▶ **Tâche 1**:
Relevez tous les noms de personnes cités dans le texte sur Guillaume Soro.
▶ **Tâche 2**:
D'après le texte sur Guillaume Soro, où Soro a-t-il reçu la presse le matin du 18 février 2003 ?
▶ **Tâche 3**:
Poursuivez le texte sur Guillaume Soro après sa dernière phrase.

C’était il y a tout juste quatre ans. Le mardi 18 février 2003. Guillaume Soro était à Ouagadougou. Arrivé tardivement la veille au soir, il avait reçu la presse, ce matin-là, dans une simple chambre d’hôtel. Soro n’a pas un physique de baroudeur. Plutôt petit, plutôt rond, plutôt enveloppé. Il est plus dans la norme des Baoulé du genre Henri Konan Bédié ou Charles Konan Banny, que dans celle des Burkinabé, plutôt minces (et plus minces encore quand ils faisaient la Révolution !).

En 2003, au lendemain des accords de Marcoussis, Soro était l’homme qui avait fait rudement vacillé le régime de Gbagbo et qui occupait, avec ses troupes, la moitié du territoire ivoirien. J’étais là et, en le voyant, je ne pouvais m’empêcher de penser à Thomas Sankara. Le style n’est pas le même, bien sûr, mais, à la limite, il était plus facile, dans les années 1980, à un militaire de s’affirmer politiquement que, dans les années 2000, à un politique de s’affirmer militairement. Sankara était un jeune "guerrier" qui tentait de s’adonner à la politique ; Soro était un jeune politique qui tentait de s’affirmer en tant que chef de guerre. Deux combats qui, malgré tout (je n’ai pas été un fan de la révolution sankariste), s’inscrivent définitivement dans l’histoire de la lutte de l’Afrique pour son émancipation.

▶ **Données de l'exercice**:
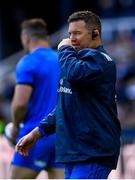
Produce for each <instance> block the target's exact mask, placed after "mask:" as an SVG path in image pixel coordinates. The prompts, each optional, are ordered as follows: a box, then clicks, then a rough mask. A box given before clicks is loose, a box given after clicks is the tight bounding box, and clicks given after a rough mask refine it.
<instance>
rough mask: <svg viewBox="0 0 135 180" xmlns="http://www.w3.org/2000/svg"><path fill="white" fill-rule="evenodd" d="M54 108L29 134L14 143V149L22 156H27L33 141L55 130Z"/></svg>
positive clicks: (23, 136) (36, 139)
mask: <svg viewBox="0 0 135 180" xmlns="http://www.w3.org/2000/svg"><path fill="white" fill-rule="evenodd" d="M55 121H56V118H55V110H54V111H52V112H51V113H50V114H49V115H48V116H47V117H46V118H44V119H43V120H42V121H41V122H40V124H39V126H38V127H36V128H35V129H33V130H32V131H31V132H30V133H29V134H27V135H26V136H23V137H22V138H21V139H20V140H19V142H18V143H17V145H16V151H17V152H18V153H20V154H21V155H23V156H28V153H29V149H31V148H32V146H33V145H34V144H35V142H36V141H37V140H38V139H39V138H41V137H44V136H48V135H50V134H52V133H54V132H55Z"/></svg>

▶ **Réponse 1**:
Guillaume Soro, Henri Konan Bédié, Charles Konan Banny, Gbagbo, Thomas Sankara

▶ **Réponse 2**:
Dans une simple chambre d'hôtel, à Ouagadougou.

▶ **Réponse 3**:
Je m’interrogeais alors : Biaise Compaoré se fait-il la même réflexion ? La veille, en tête-à-tête, nous avions évoqué la personnalité du leader ivoirien. Le chef de l’Etat burkinabé me faisait part du coup de passion d’un de ses pairs africains anglophones de la sous-région qui, à l’issue d’une rencontre sur le dossier ivoirien à laquelle participait Soro, s’était exclamé : "C’est lui qui doit diriger la Côte d’Ivoire !". Compaoré, quant à lui, ne manquait pas de faire remarquer à Laurent Gbagbo, histoire de le titiller un peu, qu’en contrôlant plus de 50 % du territoire ivoirien, Soro pouvait prétendre à être, au moins, vice-président de la République de Côte d’Ivoire.

Quatre ans plus tard, nous n’en sommes pas encore là. Mais le dialogue direct mené sous les auspices des Burkinabé a eu le mérite de rappeler à tous qu’il y avait, en Côte d’Ivoire, un chef d’Etat, Laurent Gbagbo, et un chef rebelle, Guillaume Soro. Et que c’est entre eux que la discussion devait être engagée.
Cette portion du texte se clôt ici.